WHAT IS EXPECTED:
Copy the entries from the line containing "of the short" through the end of the entries, both ends included, and keep the requests. Multiply every coordinate in the answers by 1.1, rounding to whole numbers with halves going up.

DATASET EXCERPTS:
────────────────────
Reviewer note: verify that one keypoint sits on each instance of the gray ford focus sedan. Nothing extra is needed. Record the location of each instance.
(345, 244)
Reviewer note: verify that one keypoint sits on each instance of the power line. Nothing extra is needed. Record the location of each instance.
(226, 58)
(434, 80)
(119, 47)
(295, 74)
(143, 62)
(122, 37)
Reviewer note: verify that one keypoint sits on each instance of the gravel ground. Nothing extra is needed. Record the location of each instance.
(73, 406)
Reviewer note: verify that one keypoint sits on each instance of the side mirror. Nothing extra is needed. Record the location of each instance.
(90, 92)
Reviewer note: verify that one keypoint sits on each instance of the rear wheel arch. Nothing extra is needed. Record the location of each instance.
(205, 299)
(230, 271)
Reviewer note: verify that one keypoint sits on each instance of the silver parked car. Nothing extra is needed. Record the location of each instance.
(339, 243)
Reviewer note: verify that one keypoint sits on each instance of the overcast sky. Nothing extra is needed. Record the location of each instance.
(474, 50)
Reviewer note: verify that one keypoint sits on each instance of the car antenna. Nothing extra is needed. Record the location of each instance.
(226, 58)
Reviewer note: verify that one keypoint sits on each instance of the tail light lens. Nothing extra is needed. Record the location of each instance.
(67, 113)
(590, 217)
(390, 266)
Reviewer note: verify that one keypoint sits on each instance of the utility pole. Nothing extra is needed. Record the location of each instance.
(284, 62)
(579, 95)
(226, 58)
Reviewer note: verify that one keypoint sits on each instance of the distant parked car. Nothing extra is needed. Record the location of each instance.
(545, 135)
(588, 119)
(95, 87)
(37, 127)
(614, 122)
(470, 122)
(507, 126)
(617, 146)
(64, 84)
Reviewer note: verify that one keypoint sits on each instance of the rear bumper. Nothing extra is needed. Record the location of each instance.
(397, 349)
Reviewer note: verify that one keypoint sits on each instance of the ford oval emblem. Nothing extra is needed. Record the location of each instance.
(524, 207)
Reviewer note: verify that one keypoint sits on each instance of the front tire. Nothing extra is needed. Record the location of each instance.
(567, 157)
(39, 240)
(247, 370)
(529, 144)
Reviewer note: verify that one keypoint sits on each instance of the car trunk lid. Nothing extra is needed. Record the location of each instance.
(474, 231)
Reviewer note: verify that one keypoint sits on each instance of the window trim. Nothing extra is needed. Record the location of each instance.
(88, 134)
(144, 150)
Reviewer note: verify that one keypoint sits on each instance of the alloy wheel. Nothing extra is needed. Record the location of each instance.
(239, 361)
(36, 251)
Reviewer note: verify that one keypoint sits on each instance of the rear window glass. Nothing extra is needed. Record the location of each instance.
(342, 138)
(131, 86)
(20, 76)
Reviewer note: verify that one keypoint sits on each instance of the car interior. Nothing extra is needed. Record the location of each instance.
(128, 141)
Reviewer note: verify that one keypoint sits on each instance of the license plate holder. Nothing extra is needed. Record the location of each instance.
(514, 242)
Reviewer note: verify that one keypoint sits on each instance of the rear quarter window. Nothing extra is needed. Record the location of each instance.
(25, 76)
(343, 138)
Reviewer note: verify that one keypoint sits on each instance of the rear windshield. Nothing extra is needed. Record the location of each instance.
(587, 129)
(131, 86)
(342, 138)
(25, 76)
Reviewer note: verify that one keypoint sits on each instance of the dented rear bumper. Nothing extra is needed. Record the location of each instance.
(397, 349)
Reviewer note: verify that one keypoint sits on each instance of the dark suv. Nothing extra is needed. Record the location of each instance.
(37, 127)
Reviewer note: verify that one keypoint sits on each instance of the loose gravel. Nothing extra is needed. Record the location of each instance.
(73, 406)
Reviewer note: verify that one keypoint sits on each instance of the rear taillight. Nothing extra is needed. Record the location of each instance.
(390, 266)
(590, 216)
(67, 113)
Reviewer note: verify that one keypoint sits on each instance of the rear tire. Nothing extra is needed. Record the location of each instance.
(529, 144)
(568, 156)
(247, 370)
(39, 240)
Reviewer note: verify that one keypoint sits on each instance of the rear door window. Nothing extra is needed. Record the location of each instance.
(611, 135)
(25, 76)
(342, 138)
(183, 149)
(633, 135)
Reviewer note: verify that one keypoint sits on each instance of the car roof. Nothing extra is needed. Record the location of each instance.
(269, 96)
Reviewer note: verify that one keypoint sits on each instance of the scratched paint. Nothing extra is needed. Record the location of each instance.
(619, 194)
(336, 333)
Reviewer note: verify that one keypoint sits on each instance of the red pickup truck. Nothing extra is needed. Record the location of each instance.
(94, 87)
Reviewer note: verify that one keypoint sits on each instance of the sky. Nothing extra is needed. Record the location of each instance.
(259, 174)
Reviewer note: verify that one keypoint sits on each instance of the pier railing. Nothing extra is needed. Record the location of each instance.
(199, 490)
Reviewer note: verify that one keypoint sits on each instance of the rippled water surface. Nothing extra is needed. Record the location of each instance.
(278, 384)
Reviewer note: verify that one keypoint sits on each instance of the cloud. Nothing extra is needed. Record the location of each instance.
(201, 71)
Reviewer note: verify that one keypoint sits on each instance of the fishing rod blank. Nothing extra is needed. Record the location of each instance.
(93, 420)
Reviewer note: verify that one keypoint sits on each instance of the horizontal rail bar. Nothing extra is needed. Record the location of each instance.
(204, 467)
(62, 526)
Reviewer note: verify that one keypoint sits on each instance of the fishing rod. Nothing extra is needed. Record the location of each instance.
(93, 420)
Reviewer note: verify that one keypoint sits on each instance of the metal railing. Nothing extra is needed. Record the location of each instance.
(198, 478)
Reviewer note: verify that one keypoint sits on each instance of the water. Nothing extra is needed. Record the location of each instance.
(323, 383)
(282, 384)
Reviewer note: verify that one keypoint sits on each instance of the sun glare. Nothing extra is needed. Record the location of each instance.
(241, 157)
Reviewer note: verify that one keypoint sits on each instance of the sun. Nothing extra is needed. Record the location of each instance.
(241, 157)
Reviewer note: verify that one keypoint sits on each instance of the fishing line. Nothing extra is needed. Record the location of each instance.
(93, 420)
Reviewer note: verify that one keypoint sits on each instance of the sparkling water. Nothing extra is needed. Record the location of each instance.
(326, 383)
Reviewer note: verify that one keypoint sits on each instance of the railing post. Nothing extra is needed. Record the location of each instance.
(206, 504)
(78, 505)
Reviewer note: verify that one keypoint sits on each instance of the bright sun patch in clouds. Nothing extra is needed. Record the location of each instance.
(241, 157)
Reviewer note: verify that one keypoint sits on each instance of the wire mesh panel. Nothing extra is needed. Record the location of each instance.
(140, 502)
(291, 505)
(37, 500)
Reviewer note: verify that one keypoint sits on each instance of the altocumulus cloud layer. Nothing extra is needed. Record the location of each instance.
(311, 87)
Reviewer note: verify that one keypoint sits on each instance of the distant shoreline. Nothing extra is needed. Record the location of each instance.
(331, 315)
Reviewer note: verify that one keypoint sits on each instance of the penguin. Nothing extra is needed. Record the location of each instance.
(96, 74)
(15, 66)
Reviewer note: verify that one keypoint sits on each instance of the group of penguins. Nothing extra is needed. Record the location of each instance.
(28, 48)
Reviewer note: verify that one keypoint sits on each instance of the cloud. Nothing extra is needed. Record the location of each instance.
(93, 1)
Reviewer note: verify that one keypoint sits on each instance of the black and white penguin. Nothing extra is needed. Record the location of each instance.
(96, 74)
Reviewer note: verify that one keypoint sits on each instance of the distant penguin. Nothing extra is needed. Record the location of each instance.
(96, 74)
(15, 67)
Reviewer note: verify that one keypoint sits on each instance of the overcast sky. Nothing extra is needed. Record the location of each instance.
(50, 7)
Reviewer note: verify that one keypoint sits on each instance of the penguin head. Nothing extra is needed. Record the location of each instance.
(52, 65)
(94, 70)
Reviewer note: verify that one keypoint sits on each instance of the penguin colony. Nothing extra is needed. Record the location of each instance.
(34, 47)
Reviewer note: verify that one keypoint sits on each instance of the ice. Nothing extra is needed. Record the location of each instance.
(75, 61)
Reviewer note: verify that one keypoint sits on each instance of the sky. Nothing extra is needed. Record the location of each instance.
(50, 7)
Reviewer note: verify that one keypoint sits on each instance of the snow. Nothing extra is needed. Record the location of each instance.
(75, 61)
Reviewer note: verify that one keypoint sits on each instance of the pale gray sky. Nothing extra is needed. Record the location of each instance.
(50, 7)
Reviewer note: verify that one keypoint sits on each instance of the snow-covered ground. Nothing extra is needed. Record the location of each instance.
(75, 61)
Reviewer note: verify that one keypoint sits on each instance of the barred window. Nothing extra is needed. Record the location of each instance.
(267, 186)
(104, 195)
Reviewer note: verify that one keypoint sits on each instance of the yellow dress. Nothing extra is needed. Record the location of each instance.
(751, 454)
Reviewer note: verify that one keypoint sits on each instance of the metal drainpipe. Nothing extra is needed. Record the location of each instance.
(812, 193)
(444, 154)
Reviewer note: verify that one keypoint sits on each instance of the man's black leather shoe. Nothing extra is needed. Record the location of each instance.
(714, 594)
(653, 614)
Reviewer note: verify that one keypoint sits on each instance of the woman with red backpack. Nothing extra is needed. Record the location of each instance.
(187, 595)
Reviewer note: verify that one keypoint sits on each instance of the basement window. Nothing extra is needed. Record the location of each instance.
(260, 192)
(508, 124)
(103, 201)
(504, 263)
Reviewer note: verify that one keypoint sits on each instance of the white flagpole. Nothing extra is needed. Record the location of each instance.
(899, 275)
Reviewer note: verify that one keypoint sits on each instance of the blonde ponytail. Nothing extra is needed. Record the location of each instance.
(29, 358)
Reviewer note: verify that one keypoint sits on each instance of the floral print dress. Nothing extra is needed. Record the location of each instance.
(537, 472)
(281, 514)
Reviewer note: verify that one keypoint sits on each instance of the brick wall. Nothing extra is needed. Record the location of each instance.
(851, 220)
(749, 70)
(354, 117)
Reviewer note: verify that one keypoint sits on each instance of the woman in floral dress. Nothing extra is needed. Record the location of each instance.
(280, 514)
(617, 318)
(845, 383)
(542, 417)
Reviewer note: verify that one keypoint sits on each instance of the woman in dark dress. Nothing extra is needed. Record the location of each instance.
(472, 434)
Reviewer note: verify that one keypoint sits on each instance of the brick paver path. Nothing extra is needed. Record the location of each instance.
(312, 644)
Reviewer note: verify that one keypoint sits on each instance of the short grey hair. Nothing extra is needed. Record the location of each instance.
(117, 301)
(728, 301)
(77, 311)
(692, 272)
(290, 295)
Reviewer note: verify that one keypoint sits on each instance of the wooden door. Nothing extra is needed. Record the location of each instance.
────────────────────
SOLVED PROBLEM:
Reviewer note: verify that one keypoint sits on each instance of the short grey hair. Nothing extra is needed. Record the location of each instance.
(129, 331)
(801, 331)
(85, 342)
(761, 299)
(319, 325)
Reviewer note: verify that one keypoint sits on each instance of the wooden door. Nothing extra is needed. Record the location of each instance.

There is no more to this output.